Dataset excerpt
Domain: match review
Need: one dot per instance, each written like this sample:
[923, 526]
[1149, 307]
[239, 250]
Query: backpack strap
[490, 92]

INSTRUCTIONS TO FOLLOW:
Please reproduce the listing above line for line, with no changes.

WORKED SOLUTION:
Domain: match review
Need: one dot per instance, each written like this sample:
[923, 526]
[1149, 307]
[239, 250]
Query: backpack strap
[490, 92]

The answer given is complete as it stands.